→ DESCRIZIONE DEL COMPITO:
Riscrivi le righe seguenti identiche, senza cambiare nulla.

→ DATI FORNITI:
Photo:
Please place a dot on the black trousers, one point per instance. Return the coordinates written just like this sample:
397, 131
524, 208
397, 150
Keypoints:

→ RISPOSTA AL COMPITO:
Photo:
Please place a dot on the black trousers, one point per instance. Return the coordinates written just like this sample:
397, 131
524, 208
397, 150
Keypoints:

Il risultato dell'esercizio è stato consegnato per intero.